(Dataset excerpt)
+---+
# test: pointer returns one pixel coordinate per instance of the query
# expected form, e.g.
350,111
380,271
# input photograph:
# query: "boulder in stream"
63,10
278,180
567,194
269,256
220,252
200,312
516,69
+---+
▶ **Required task**:
Put every line of the records above into a numbered list, skipping any blank lines.

▶ **Reply**:
1. # test: pointer returns one pixel coordinate per instance of the query
2. # expected form, e.g.
3. 350,111
4. 380,271
5. # input photograph:
6. # query: "boulder in stream"
7. 63,10
8. 278,180
9. 567,194
10. 269,256
11. 220,252
12. 200,312
13. 516,69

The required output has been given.